- _The problem_
Render all of the data below as a two-column CSV with the header row text,answer. Give each text and its answer one row, each value in its own quoted field with line breaks turned into spaces.

-=-=-

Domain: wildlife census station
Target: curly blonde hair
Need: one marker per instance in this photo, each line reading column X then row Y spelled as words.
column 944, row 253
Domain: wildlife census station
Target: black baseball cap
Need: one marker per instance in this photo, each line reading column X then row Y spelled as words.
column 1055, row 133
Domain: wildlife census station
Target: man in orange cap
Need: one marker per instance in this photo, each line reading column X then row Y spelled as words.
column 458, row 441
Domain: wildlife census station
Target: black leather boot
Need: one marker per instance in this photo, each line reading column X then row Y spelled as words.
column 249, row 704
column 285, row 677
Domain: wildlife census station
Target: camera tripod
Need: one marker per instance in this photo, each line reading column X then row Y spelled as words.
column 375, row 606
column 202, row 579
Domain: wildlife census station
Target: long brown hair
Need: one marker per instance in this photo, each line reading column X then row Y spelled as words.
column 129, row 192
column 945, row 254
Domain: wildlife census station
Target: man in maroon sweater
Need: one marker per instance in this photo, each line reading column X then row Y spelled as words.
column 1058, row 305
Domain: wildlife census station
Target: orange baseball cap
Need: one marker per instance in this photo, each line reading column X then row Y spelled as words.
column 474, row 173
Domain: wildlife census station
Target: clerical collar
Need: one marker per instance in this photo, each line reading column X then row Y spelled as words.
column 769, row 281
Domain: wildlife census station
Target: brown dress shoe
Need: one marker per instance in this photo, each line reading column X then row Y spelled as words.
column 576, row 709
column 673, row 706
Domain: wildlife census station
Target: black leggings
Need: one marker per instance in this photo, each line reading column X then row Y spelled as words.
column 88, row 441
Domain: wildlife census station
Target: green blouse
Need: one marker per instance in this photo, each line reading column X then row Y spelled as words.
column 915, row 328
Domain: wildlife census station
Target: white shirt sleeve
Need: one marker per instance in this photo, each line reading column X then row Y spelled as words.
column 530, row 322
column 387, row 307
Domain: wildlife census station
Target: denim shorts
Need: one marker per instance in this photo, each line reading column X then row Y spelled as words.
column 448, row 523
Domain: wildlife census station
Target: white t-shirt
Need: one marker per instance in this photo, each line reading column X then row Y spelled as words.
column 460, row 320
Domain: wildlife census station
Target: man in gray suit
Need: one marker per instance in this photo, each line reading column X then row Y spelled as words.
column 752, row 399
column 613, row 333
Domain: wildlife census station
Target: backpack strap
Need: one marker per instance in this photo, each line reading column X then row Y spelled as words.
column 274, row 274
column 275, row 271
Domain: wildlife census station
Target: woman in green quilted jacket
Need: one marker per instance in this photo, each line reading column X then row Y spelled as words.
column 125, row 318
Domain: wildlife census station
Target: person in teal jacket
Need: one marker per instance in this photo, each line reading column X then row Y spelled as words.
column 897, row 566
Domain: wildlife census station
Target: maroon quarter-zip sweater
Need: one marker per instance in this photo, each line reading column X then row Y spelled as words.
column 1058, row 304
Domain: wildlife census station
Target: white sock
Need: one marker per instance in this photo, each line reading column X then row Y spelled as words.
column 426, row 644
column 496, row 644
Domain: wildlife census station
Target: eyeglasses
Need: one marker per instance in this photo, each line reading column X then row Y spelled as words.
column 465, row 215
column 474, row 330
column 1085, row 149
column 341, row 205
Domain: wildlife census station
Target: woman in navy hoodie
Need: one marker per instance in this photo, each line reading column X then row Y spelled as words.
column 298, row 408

-=-=-

- _Response_
text,answer
"Domain: wildlife census station Target: curly blonde hair Need: one marker per instance in this photo, each line reading column X then row Y spelled as words.","column 944, row 253"
"Domain: wildlife census station Target: black baseball cap Need: one marker per instance in this photo, each line reading column X then row Y spelled as words.","column 1055, row 133"
"Domain: wildlife census station Target: man in orange cap Need: one marker per instance in this photo, each line reading column X then row Y spelled as words.","column 458, row 441"
"Domain: wildlife census station Target: black leather boot Need: one marker per instance in this photo, each line reading column X then row Y spelled as words.","column 249, row 704 column 285, row 677"
"Domain: wildlife census station Target: camera tripod Need: one marker per instance in this photo, each line reading column X then row Y spelled as words.","column 375, row 606 column 202, row 579"
"Domain: wildlife census station Target: long brown hair Need: one marker per instance in this photo, each line reading column X then row Y spelled as words.","column 129, row 192 column 945, row 254"
"Domain: wildlife census station Target: man in maroon sweater Need: one marker per instance in this photo, each line reading column X then row Y spelled as words.","column 1058, row 305"
"Domain: wildlife census station Target: orange baseball cap Need: one marker per instance in this photo, each line reading column X then row Y spelled as words.","column 474, row 173"
"Domain: wildlife census station Target: clerical collar Need: one marker per instance in this photo, each line reading column X then row Y spelled as words.","column 769, row 281"
"Domain: wildlife census station Target: brown dress shoe Need: one marker per instance in this photo, each line reading column X then row Y spelled as words.","column 576, row 709 column 673, row 706"
"Domain: wildlife census station Target: black leggings Need: one marker per instance in this photo, each line reading column X then row Y spelled as words.","column 88, row 441"
"Domain: wildlife census station Target: green blouse Need: one marker per instance in this photo, each line reading column X then row Y spelled as words.","column 915, row 328"
"Domain: wildlife census station Target: white shirt sleeve Need: one marker per instance in this photo, each line reading column X then row Y spelled as words.","column 530, row 322 column 387, row 307"
"Domain: wildlife census station Target: denim shorts Need: one marker per instance in this photo, each line reading column X then row Y spelled as words.","column 448, row 523"
"Domain: wildlife census station Target: white t-shirt Need: one marker per instance in this photo, each line reading column X then row Y spelled as words.","column 460, row 320"
"Domain: wildlife census station Target: man in gray suit Need: one marker per instance in this photo, each line reading column X then row Y spelled as words.","column 752, row 399 column 613, row 333"
"Domain: wildlife census station Target: backpack strap Need: one marker per instance in this photo, each line reading column X then row Y spelled as words.","column 274, row 274 column 275, row 271"
"Domain: wildlife census station Target: woman in green quilted jacket Need: one marker per instance in this photo, each line reading column X then row Y spelled as words.","column 125, row 318"
"Domain: wildlife census station Target: person in teal jacket Need: one marker per instance in this photo, each line reading column X then row Y spelled as words.","column 897, row 566"
"Domain: wildlife census station Target: maroon quarter-zip sweater Need: one marker per instance in this photo, each line reading column X then row Y spelled as words.","column 1058, row 304"
"Domain: wildlife census station Target: white sock Need: one marker per instance in this photo, each line reading column X then row Y spelled as words.","column 426, row 644 column 496, row 644"
"Domain: wildlife census station Target: eyeglasses Need: one marker per instance in this photo, each line reading column X then row Y spelled as words.","column 465, row 215 column 474, row 330 column 1085, row 149 column 341, row 205"
"Domain: wildlife census station Target: woman in navy hoodie Need: one marker per instance in this photo, each line reading column X then row Y spelled as words.","column 298, row 408"